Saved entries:
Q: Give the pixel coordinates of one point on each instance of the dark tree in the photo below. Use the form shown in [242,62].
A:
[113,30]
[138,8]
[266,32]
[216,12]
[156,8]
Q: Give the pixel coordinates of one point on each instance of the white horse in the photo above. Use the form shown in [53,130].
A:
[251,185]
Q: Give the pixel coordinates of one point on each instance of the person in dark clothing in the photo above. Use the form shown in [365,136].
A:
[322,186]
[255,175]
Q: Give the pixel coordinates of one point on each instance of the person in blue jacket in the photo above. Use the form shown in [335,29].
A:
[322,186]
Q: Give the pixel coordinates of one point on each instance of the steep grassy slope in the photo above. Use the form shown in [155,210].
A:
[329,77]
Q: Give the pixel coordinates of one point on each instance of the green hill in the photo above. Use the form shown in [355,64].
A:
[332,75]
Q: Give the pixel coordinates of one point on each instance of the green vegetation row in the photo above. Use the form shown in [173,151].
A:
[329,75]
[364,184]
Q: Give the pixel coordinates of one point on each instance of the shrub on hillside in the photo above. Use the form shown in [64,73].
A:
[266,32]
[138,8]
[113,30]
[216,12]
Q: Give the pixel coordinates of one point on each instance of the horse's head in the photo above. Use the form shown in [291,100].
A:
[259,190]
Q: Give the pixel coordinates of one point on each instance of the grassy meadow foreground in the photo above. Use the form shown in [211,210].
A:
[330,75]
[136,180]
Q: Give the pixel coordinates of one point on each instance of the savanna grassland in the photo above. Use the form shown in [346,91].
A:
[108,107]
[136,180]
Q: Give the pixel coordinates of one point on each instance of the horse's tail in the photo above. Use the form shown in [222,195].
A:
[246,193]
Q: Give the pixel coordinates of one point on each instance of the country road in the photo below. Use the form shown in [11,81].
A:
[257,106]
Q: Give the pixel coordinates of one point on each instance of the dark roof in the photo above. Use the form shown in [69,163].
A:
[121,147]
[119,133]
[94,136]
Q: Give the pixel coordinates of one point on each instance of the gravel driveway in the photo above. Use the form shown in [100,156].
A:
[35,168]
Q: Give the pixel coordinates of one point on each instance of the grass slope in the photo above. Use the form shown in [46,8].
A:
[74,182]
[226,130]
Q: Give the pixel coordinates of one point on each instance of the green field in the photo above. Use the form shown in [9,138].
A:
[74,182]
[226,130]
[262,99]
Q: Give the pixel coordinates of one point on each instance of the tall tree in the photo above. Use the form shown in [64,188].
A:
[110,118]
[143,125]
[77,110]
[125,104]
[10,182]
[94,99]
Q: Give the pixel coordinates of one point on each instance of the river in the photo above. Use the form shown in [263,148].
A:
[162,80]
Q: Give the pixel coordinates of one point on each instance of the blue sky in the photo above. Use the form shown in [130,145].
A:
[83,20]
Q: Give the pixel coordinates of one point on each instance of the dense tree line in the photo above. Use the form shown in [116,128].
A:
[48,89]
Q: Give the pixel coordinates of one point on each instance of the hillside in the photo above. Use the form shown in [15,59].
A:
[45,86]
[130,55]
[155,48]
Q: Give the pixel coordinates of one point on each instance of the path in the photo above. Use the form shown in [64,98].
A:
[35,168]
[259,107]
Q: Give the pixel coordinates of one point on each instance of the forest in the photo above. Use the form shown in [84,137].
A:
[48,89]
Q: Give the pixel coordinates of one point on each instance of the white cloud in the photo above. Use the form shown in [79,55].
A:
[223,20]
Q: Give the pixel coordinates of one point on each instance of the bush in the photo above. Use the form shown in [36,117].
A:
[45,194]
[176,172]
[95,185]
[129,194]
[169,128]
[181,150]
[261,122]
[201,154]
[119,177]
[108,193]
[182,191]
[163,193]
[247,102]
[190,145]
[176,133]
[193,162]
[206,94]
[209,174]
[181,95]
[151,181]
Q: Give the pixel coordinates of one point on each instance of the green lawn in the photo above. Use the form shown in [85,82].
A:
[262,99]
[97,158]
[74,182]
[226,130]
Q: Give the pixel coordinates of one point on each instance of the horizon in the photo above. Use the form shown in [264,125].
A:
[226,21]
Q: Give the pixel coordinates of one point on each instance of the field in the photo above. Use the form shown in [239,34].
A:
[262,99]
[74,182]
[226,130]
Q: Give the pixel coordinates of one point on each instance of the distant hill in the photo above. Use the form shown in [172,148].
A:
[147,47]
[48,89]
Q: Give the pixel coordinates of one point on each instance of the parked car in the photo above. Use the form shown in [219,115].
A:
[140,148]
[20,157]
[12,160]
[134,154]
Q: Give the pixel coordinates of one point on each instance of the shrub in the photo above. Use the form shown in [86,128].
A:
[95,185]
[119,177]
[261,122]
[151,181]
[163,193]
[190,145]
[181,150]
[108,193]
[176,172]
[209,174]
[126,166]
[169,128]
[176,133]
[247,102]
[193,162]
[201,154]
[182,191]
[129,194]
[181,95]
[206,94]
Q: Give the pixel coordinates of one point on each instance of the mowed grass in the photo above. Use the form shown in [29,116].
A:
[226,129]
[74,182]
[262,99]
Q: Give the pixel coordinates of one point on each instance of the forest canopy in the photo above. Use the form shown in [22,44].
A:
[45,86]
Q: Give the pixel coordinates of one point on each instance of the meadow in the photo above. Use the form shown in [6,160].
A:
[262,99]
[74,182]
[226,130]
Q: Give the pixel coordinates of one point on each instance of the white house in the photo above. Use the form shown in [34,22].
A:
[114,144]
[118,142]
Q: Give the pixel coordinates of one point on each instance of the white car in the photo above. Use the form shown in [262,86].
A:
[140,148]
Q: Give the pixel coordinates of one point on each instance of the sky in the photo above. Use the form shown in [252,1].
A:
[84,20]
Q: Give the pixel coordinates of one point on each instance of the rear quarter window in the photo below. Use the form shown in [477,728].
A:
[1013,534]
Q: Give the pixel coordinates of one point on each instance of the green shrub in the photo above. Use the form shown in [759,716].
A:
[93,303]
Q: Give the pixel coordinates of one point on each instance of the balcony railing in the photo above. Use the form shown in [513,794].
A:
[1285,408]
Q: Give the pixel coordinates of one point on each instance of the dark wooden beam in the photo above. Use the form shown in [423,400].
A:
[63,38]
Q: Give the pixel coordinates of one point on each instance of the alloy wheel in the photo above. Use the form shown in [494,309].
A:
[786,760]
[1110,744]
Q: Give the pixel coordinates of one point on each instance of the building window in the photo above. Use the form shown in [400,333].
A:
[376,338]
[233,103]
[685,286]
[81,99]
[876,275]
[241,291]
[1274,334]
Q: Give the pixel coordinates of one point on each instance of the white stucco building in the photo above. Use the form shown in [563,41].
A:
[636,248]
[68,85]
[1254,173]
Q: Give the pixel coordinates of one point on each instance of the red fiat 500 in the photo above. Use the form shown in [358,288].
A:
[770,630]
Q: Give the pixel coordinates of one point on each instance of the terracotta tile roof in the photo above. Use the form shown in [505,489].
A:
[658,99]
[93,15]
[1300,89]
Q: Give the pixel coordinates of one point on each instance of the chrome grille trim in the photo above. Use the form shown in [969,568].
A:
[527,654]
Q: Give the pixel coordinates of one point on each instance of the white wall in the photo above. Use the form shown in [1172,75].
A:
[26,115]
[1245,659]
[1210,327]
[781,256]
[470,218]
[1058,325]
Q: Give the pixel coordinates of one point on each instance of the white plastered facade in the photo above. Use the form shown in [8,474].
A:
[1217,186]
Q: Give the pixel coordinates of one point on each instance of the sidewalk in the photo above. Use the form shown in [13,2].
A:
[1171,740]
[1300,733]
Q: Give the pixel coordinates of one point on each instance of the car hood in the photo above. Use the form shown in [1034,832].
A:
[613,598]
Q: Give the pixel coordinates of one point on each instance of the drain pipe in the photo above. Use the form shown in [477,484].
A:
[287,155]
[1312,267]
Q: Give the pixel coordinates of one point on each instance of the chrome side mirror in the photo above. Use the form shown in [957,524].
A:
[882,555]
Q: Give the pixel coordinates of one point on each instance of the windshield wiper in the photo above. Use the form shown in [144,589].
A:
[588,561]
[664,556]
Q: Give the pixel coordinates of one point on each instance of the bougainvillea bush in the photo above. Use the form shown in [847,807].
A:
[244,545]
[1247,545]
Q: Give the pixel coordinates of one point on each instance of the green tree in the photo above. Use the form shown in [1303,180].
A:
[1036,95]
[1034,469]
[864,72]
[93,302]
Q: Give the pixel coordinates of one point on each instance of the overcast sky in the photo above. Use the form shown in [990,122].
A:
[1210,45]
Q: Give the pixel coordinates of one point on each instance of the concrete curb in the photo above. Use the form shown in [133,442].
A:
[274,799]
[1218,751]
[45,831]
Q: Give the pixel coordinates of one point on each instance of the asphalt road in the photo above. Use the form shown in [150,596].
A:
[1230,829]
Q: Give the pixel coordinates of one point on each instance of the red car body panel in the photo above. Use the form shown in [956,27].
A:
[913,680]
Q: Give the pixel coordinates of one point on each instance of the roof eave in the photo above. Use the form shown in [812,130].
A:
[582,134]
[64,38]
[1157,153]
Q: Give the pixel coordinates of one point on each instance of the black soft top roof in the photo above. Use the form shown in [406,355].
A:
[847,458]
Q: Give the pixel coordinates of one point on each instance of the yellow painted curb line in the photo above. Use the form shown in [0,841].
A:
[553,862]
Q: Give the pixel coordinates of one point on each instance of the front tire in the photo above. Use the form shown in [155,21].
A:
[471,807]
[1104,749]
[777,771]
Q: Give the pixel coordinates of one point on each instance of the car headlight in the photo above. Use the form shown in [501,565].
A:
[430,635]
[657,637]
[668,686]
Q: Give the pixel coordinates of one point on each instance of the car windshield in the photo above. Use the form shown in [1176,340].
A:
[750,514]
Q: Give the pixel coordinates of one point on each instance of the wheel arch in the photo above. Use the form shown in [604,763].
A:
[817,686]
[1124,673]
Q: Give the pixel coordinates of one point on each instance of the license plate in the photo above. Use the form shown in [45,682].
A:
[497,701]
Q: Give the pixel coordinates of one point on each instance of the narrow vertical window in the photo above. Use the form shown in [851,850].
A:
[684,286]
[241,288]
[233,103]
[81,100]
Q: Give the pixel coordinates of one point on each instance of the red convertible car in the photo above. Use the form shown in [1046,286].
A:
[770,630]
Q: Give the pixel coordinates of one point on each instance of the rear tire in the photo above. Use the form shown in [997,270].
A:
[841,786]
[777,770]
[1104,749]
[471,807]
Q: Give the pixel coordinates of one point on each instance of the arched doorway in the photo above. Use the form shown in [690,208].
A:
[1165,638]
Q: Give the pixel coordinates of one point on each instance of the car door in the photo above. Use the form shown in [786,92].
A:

Prompt: From the data above, work out how many lines hold "forest". Answer with the number alone.

Answer for this exercise: 2